- _What is expected_
Extract every line of the listing below and reproduce each one unchanged, character for character.

Rows from an object pointing dataset
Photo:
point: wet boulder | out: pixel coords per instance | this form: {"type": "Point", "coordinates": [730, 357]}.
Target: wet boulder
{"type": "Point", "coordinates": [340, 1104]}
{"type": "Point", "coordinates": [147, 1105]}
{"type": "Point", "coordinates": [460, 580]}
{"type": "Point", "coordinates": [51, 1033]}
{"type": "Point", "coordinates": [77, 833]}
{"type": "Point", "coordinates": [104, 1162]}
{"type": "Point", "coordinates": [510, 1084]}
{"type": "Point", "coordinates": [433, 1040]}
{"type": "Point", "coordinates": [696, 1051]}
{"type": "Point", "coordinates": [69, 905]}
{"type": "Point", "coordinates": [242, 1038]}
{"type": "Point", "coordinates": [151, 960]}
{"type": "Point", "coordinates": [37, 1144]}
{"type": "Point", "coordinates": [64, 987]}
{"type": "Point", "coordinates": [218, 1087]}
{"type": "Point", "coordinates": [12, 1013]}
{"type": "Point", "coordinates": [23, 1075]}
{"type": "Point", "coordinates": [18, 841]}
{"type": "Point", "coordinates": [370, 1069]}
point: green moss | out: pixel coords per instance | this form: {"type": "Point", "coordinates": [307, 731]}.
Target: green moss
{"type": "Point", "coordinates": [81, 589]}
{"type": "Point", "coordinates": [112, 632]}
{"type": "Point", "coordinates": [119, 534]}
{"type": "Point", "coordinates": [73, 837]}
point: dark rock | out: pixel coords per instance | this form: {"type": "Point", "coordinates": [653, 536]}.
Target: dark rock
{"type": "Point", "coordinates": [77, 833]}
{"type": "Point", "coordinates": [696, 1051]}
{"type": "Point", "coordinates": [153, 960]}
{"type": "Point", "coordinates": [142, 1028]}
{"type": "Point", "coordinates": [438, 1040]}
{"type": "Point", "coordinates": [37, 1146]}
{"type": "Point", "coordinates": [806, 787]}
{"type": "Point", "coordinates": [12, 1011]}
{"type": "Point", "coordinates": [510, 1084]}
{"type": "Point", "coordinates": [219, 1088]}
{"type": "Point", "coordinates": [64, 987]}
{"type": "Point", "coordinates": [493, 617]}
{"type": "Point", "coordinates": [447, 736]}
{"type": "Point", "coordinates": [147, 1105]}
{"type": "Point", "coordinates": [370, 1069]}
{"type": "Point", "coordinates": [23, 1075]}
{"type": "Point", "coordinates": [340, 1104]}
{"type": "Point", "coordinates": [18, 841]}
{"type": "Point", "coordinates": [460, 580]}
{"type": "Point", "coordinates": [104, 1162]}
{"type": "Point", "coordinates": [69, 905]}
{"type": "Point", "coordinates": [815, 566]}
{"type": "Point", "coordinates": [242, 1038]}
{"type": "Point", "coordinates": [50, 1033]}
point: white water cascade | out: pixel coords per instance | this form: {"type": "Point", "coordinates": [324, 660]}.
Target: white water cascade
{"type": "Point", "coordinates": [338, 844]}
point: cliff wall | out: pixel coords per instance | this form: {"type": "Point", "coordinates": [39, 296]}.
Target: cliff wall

- _Solution below_
Photo:
point: wet boulder | out: pixel coords per instance | this form: {"type": "Point", "coordinates": [730, 357]}.
Target: wet boulder
{"type": "Point", "coordinates": [340, 1104]}
{"type": "Point", "coordinates": [147, 1105]}
{"type": "Point", "coordinates": [460, 580]}
{"type": "Point", "coordinates": [51, 1033]}
{"type": "Point", "coordinates": [77, 833]}
{"type": "Point", "coordinates": [104, 1162]}
{"type": "Point", "coordinates": [510, 1084]}
{"type": "Point", "coordinates": [433, 1040]}
{"type": "Point", "coordinates": [696, 1051]}
{"type": "Point", "coordinates": [69, 905]}
{"type": "Point", "coordinates": [242, 1038]}
{"type": "Point", "coordinates": [151, 960]}
{"type": "Point", "coordinates": [37, 1144]}
{"type": "Point", "coordinates": [64, 987]}
{"type": "Point", "coordinates": [218, 1087]}
{"type": "Point", "coordinates": [12, 1013]}
{"type": "Point", "coordinates": [23, 1075]}
{"type": "Point", "coordinates": [18, 841]}
{"type": "Point", "coordinates": [370, 1069]}
point: green moss | out: pixel coords per instance | this form: {"type": "Point", "coordinates": [307, 731]}.
Target: green moss
{"type": "Point", "coordinates": [81, 589]}
{"type": "Point", "coordinates": [112, 632]}
{"type": "Point", "coordinates": [119, 534]}
{"type": "Point", "coordinates": [73, 837]}
point: dark rock | out: pixel coords per instance | this form: {"type": "Point", "coordinates": [653, 536]}.
Target: dark rock
{"type": "Point", "coordinates": [77, 833]}
{"type": "Point", "coordinates": [696, 1051]}
{"type": "Point", "coordinates": [153, 960]}
{"type": "Point", "coordinates": [142, 1028]}
{"type": "Point", "coordinates": [438, 1040]}
{"type": "Point", "coordinates": [37, 1146]}
{"type": "Point", "coordinates": [806, 787]}
{"type": "Point", "coordinates": [12, 1011]}
{"type": "Point", "coordinates": [510, 1084]}
{"type": "Point", "coordinates": [219, 1088]}
{"type": "Point", "coordinates": [64, 987]}
{"type": "Point", "coordinates": [493, 617]}
{"type": "Point", "coordinates": [447, 736]}
{"type": "Point", "coordinates": [147, 1105]}
{"type": "Point", "coordinates": [370, 1069]}
{"type": "Point", "coordinates": [23, 1075]}
{"type": "Point", "coordinates": [340, 1104]}
{"type": "Point", "coordinates": [18, 841]}
{"type": "Point", "coordinates": [460, 580]}
{"type": "Point", "coordinates": [104, 1162]}
{"type": "Point", "coordinates": [69, 905]}
{"type": "Point", "coordinates": [815, 566]}
{"type": "Point", "coordinates": [242, 1038]}
{"type": "Point", "coordinates": [50, 1033]}
point: white water cascade | out: pixel coords per instance | this form: {"type": "Point", "coordinates": [324, 660]}.
Target: white water cascade
{"type": "Point", "coordinates": [338, 844]}
point: cliff wall | out: pixel coords per instance | this form: {"type": "Point", "coordinates": [39, 296]}.
Target: cliff wall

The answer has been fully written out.